+++ SOURCE RECORDS

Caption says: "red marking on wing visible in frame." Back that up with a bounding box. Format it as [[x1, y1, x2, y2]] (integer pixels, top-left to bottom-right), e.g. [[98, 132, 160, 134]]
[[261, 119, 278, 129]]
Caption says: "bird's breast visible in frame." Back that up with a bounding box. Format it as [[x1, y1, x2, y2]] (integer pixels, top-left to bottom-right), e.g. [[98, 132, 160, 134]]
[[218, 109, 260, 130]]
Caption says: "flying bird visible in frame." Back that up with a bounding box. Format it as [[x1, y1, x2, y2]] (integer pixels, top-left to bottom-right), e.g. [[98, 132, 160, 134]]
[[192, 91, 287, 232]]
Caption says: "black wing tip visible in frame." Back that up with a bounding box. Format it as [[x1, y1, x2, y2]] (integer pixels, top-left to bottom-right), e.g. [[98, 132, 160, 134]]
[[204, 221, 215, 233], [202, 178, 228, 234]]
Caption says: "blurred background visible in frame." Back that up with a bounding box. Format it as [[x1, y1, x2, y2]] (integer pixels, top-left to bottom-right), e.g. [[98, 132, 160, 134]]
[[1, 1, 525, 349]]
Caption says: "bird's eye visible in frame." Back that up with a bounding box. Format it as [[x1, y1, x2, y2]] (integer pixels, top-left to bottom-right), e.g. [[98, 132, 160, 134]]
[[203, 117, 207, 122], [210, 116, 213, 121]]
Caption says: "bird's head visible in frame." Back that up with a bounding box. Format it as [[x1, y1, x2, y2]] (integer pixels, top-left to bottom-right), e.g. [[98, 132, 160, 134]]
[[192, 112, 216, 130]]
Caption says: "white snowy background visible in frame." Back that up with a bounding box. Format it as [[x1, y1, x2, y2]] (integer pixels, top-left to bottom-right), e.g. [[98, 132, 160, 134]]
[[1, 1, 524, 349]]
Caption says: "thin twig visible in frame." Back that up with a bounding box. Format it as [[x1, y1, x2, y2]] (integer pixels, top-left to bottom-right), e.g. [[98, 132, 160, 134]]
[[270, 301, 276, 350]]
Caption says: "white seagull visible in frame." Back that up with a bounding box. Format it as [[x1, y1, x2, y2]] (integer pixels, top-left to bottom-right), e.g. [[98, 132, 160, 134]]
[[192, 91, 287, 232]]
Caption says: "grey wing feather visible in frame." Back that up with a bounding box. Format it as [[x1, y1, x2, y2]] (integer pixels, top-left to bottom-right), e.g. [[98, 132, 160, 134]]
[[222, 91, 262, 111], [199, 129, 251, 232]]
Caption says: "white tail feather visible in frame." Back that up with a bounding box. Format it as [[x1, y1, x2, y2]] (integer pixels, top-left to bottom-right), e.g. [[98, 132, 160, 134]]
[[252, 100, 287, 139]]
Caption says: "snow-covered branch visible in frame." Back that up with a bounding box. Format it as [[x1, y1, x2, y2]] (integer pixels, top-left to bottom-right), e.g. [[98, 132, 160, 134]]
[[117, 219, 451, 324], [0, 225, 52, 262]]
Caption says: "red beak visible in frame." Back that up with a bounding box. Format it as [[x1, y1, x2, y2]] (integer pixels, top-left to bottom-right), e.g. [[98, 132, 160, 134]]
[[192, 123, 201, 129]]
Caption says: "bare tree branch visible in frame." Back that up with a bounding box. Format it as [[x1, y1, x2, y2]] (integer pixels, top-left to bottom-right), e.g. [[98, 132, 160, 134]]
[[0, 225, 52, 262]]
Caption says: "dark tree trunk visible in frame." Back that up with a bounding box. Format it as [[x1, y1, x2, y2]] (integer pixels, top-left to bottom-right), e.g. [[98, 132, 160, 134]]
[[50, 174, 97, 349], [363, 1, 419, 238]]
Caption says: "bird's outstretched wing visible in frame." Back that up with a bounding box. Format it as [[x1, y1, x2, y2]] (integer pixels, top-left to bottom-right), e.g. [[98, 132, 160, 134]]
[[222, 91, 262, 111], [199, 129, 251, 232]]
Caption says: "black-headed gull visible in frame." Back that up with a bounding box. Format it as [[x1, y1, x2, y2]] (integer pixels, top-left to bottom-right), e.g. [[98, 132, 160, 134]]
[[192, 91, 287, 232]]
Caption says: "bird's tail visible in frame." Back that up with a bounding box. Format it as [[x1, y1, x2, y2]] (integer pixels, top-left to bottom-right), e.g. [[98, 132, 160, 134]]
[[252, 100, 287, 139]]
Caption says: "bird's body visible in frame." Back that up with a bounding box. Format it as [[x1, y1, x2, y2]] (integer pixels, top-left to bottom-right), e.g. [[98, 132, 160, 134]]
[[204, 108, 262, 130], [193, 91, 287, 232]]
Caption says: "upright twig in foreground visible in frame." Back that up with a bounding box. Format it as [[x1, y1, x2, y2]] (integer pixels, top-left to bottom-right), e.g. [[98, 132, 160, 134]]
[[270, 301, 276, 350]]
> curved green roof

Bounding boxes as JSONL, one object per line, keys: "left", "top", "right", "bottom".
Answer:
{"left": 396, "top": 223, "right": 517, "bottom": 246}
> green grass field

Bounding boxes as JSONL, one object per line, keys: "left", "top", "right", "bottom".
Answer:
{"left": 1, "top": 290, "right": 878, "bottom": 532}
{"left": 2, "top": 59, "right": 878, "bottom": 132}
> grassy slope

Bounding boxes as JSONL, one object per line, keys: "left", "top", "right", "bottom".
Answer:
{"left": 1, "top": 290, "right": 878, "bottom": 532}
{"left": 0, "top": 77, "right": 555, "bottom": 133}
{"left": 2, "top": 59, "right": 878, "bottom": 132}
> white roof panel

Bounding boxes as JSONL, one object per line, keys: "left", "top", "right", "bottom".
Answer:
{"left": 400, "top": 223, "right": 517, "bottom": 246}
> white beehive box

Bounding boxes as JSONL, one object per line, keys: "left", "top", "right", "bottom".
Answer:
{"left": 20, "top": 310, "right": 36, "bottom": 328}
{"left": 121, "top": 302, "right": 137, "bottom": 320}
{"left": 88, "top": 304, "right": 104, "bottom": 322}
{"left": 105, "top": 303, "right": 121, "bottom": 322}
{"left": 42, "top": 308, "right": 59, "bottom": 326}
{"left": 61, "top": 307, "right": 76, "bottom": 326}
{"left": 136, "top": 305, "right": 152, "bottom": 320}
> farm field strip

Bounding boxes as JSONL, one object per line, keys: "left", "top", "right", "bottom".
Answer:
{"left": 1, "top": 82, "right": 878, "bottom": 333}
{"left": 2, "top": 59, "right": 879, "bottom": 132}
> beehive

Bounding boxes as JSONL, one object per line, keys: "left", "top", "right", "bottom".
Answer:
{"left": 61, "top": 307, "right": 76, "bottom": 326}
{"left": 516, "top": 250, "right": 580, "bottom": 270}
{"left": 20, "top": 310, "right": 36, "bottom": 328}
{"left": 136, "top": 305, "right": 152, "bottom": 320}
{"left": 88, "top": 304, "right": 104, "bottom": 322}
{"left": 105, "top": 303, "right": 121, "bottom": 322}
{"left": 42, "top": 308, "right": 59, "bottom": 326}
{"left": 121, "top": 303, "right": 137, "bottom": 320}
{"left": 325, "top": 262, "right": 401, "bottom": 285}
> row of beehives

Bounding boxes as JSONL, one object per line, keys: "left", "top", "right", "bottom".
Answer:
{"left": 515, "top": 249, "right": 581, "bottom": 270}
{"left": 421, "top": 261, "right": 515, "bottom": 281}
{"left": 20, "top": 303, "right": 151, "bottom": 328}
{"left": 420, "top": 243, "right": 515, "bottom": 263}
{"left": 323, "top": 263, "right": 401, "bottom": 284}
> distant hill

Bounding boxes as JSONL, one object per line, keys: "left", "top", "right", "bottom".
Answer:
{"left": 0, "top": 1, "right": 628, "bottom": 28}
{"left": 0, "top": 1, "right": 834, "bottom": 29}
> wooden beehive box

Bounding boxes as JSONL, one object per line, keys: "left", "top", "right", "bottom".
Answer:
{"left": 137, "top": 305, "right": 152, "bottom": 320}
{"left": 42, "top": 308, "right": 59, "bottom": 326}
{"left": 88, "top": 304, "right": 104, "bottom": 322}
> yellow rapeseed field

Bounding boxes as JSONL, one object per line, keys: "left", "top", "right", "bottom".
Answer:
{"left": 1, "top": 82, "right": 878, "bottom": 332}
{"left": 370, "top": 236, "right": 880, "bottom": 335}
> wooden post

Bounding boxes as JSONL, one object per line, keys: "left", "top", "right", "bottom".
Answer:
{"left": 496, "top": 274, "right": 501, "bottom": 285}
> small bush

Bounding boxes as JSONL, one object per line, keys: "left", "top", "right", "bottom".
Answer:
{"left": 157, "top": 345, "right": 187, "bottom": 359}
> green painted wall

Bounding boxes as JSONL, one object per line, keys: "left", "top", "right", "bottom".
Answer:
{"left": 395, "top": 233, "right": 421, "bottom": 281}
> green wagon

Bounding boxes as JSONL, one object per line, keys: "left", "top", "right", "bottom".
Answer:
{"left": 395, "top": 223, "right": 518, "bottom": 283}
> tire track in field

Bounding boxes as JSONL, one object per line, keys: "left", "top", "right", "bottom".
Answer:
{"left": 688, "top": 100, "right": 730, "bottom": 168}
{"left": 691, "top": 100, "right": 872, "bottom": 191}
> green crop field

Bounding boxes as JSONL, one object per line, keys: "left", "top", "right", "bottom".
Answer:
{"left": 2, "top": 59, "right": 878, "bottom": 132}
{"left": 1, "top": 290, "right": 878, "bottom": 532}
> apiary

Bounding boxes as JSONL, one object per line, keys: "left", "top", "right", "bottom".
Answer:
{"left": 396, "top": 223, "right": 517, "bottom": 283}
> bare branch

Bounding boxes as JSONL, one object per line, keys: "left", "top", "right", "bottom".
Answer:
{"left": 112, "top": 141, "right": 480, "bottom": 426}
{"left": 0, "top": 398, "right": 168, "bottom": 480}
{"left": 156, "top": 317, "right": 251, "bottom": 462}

++++++

▶ _WHAT YOU SHOULD DO_
Copy each line of the data above that holds "green".

▶ _ANSWER TO THE EXERCISE_
> curved green roof
> green grass field
> green painted wall
> green wagon
> green crop field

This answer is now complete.